Stored items
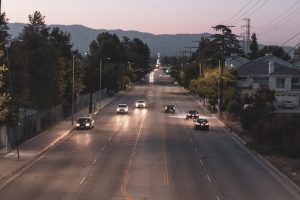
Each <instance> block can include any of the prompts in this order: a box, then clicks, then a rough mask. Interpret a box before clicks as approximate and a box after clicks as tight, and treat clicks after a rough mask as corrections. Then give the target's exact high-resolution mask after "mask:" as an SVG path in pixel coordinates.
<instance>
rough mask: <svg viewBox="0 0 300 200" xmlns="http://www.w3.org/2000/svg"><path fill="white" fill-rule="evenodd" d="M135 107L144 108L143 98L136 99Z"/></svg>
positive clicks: (144, 101) (145, 102)
mask: <svg viewBox="0 0 300 200" xmlns="http://www.w3.org/2000/svg"><path fill="white" fill-rule="evenodd" d="M135 107H136V108H146V102H145V100H137V101H136V102H135Z"/></svg>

- _TASK DIRECTIONS_
From the data above, show each line that contains "instance".

- _YOUR RESPONSE_
Each <instance> block can include any of the prompts in this order: a box, then clicks, then a rough mask. Interpret a box before clicks as approximate and a box after clicks as tight, and treat clicks after a rough mask as corrections. Then give the target's exact high-resolution mask after "mask:" as an SVG path in pixel coordinates.
<instance>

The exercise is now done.